GIVEN RECORDS:

══════

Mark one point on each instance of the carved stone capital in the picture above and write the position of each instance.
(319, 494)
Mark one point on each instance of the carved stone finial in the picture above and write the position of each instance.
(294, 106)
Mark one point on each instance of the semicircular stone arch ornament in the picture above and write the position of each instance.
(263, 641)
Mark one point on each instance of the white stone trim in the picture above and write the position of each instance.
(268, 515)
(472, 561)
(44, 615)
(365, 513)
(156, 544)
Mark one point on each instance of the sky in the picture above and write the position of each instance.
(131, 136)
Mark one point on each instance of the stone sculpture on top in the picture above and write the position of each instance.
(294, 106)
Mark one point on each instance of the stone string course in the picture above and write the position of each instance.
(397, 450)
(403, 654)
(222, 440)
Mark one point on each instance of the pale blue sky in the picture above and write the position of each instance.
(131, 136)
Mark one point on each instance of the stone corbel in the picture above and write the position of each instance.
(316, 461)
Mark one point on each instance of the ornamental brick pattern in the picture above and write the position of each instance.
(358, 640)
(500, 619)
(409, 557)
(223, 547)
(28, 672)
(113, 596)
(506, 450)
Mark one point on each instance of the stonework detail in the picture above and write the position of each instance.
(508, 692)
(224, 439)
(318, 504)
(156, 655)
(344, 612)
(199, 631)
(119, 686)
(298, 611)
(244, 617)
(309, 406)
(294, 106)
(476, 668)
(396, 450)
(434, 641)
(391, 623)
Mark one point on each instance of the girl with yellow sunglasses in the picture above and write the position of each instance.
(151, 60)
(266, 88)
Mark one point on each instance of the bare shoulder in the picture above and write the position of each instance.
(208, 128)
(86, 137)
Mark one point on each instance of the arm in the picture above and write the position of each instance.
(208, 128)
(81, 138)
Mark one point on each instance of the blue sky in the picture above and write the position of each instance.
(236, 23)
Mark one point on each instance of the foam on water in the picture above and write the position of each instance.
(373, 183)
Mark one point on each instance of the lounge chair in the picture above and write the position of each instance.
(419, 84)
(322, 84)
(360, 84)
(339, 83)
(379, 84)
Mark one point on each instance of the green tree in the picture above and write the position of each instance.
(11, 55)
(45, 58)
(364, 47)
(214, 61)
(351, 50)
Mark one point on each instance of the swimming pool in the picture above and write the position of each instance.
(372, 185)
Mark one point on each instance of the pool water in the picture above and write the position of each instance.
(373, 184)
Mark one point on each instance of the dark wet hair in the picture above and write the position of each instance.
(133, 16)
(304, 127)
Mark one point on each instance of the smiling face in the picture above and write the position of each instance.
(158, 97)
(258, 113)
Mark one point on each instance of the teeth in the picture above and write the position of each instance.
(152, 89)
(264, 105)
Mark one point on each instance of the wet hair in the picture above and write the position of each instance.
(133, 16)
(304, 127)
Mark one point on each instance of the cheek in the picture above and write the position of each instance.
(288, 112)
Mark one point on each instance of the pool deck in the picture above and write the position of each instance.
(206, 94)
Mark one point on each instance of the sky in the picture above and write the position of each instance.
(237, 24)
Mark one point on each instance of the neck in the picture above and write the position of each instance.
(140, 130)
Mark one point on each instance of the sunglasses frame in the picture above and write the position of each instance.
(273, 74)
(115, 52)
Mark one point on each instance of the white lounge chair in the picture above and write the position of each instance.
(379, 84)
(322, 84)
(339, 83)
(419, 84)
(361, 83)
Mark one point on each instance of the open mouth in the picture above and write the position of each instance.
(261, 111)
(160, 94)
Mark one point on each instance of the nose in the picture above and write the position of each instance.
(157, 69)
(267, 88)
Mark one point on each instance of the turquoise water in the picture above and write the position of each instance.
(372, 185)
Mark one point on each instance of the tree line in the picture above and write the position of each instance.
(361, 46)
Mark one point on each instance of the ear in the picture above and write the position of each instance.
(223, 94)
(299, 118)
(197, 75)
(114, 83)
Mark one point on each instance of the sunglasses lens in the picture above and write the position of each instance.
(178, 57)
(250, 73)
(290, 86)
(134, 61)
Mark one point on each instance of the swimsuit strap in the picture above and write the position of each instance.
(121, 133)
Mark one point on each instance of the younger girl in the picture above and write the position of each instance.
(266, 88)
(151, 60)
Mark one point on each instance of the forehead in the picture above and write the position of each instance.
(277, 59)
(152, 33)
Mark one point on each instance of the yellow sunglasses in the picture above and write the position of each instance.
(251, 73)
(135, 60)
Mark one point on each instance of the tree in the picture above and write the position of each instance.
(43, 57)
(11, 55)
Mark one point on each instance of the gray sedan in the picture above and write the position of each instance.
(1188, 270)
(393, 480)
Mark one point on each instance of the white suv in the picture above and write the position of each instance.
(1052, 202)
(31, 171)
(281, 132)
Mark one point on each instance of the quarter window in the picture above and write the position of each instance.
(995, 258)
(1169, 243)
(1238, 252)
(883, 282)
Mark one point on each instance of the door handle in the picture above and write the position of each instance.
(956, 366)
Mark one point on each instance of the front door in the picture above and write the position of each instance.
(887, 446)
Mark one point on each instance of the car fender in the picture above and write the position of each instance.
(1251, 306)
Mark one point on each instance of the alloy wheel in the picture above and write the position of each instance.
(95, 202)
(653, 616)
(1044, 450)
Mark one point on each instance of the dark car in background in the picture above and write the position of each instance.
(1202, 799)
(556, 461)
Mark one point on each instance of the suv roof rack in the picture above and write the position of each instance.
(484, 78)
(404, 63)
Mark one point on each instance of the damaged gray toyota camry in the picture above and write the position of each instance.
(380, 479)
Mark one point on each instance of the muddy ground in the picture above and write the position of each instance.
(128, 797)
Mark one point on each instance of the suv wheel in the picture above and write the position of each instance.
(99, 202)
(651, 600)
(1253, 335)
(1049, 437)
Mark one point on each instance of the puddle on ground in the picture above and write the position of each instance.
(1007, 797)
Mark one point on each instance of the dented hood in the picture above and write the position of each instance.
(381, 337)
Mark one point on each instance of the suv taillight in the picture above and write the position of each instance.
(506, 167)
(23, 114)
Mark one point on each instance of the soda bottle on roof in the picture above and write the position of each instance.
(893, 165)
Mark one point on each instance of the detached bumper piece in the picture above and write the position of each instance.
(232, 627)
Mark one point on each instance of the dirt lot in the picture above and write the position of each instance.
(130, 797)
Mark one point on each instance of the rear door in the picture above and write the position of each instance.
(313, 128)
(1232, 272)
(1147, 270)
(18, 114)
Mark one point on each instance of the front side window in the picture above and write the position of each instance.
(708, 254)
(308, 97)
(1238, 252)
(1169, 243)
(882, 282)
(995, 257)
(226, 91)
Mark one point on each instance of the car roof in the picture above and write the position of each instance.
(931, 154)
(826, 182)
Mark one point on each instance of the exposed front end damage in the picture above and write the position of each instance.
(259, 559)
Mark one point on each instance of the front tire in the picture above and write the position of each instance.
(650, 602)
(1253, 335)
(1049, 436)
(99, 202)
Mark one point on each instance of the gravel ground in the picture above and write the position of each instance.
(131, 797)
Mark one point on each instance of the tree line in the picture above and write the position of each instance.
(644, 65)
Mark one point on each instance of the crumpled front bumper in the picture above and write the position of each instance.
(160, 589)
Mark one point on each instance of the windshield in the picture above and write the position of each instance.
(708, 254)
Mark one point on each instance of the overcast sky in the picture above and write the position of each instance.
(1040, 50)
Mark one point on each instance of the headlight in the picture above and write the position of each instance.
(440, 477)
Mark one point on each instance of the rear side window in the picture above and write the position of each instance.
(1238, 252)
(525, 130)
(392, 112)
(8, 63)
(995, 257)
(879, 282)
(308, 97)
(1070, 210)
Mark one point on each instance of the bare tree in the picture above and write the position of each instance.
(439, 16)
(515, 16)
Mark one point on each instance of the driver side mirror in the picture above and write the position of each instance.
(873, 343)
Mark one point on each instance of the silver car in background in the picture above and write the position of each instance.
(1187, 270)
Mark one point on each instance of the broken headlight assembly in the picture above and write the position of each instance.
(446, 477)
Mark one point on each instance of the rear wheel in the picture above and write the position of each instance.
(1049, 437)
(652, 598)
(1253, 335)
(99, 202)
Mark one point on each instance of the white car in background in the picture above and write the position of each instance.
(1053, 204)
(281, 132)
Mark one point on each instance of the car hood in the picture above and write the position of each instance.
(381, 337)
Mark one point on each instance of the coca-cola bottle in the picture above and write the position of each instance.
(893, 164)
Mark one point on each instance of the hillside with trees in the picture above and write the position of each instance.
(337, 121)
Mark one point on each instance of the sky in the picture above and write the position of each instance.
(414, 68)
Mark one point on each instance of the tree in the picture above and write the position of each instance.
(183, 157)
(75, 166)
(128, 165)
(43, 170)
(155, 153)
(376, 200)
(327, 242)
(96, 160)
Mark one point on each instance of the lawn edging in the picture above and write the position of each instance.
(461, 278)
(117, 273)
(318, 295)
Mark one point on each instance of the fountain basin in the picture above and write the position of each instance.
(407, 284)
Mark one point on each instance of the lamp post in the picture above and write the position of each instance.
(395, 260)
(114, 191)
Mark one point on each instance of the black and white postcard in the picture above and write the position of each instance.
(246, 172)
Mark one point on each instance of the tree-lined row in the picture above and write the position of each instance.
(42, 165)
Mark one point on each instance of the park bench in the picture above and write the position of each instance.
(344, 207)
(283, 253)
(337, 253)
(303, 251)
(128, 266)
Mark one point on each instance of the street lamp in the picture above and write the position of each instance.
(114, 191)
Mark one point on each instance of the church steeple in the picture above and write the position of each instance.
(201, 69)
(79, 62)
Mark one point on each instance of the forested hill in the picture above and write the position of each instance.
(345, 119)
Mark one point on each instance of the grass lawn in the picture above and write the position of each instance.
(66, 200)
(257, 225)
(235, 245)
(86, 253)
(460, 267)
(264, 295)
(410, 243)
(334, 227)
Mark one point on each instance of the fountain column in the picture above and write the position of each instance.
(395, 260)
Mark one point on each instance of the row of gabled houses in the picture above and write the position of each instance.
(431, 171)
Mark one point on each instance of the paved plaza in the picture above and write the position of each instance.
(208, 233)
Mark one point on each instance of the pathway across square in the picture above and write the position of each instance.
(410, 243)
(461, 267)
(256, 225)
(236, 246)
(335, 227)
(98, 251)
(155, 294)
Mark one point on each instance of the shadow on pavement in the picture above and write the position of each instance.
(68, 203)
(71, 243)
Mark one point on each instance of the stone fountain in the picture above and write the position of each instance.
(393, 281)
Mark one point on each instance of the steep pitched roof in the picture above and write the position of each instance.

══════

WHAT TO PRODUCE:
Set down only the lines from the line with "Mark one point on each instance of the stone fountain" through the last line of the data above, keeping both the first and the last.

SOLUTION TO THE PROBLEM:
Mark one point on each instance of the stone fountain in the picture above and write the position of each instance.
(393, 281)
Mark one point on each instance of the steep pitched roof in the picture above and write the position of each instance.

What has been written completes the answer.